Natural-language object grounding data

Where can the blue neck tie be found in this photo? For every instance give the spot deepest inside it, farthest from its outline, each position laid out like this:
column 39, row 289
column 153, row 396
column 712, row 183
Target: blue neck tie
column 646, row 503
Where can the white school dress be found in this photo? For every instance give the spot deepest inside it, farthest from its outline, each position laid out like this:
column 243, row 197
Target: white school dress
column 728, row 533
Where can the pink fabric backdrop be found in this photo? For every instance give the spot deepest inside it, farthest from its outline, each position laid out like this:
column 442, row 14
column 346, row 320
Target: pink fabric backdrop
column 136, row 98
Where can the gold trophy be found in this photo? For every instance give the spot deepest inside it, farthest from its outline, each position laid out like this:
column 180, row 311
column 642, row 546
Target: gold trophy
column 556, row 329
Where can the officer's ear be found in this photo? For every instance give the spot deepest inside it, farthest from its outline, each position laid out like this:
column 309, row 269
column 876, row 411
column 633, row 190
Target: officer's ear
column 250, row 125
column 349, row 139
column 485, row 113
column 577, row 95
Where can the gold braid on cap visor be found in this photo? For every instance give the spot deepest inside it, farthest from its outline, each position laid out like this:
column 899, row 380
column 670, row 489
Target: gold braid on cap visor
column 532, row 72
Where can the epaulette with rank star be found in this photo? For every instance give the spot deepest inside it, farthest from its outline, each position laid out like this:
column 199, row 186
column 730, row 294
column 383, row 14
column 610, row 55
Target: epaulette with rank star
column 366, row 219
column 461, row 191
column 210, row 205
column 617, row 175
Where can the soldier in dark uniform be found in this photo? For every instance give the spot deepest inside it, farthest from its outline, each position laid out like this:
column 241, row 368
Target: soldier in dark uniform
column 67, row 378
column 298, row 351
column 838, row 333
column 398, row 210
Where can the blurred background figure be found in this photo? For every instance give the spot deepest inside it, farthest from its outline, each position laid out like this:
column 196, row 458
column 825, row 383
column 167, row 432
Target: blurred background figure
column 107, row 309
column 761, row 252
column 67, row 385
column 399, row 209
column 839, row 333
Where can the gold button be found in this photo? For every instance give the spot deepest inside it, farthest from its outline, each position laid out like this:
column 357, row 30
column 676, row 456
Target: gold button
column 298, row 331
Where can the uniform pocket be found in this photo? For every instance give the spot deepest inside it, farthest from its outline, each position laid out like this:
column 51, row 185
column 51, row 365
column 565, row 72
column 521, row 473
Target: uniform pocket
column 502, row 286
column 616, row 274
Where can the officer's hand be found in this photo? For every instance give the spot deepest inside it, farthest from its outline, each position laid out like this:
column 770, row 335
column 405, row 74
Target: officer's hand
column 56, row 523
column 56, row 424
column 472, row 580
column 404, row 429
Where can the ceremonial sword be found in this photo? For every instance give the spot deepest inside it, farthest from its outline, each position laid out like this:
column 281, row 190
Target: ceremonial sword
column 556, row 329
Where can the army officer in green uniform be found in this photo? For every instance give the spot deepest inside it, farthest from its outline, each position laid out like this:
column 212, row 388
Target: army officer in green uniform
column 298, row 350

:: Task directions ::
Repeat the records above exactly, from the first line to the last.

:: Result for this task ::
Where can the blue neck tie be found in this photo? For every instance give the spot deepest inside it, farthest from its outline, each position laid out like this:
column 39, row 289
column 153, row 396
column 712, row 183
Target: blue neck tie
column 646, row 503
Where can the white school dress be found in this photo? For every instance give the spot deepest inside it, farthest from its outline, each position laid out like this:
column 243, row 197
Target: white school dress
column 728, row 533
Where can the pink fabric backdrop be found in this photo? For every instance give the spot deepest inside it, farthest from its outline, each position laid out like this:
column 442, row 14
column 346, row 320
Target: pink fabric backdrop
column 136, row 98
Where can the gold trophy be found in this photo? For every instance give the spot deepest inside it, farthest from its outline, each position laid out like this:
column 180, row 311
column 642, row 546
Target: gold trophy
column 556, row 329
Where can the officer's ear be found in this photo? For every instance give the spot deepest inside it, farthest from its outline, each position laid out like this:
column 309, row 269
column 876, row 411
column 633, row 190
Target: officer's ear
column 250, row 125
column 349, row 139
column 485, row 113
column 577, row 95
Where can the gold braid on cap visor be found in this photo? For every instance give the spot deepest inside it, farthest from its outline, each position laid out like this:
column 899, row 380
column 670, row 489
Target: gold braid on cap visor
column 532, row 72
Where can the epaulette with rank star be found in this photo? For every instance give the spot deepest inside it, farthest from its outline, each position laid out like this:
column 199, row 186
column 730, row 294
column 383, row 14
column 610, row 55
Target: epaulette with rank star
column 366, row 219
column 461, row 191
column 210, row 205
column 617, row 175
Where can the soldier in dark uniform be found in this photo? For every instance give the spot deepest inside it, farthest from its outline, each position laid out like this:
column 241, row 368
Target: soldier in dark uniform
column 67, row 378
column 298, row 351
column 838, row 333
column 398, row 210
Where can the blurred background figure be found in this photo? For every instance give the spot deepest inside it, farthest from its outline, each position laid out like this:
column 196, row 458
column 825, row 383
column 167, row 432
Target: blurred background figure
column 107, row 309
column 761, row 252
column 67, row 385
column 399, row 209
column 839, row 333
Where can the gold button be found in this photo? For every instance give the spot deepest inside it, farthest from its outline, each position laid out like this:
column 357, row 30
column 676, row 456
Target: gold button
column 298, row 331
Where can the uniform pocket be found in this photo? For every instance give the spot deepest inside it, farthest from its outline, each position laid out like this:
column 51, row 185
column 51, row 365
column 565, row 72
column 521, row 473
Target: uniform pocket
column 502, row 286
column 616, row 274
Where can the officer's hand be found in this photo? For every instance give the spot deepest inside it, farthest from its outline, each position laid out like this:
column 770, row 335
column 405, row 74
Target: officer's hand
column 56, row 523
column 56, row 424
column 472, row 580
column 404, row 429
Where can the ceremonial sword be found in this photo? For every instance give the spot deepest inside it, farthest from its outline, each position laid out like this:
column 281, row 190
Target: ceremonial sword
column 556, row 329
Where can the army officer in green uniform be found in this photo? For every instance give the spot deepest inside it, farthest from its outline, each position laid out like this:
column 212, row 388
Target: army officer in green uniform
column 298, row 350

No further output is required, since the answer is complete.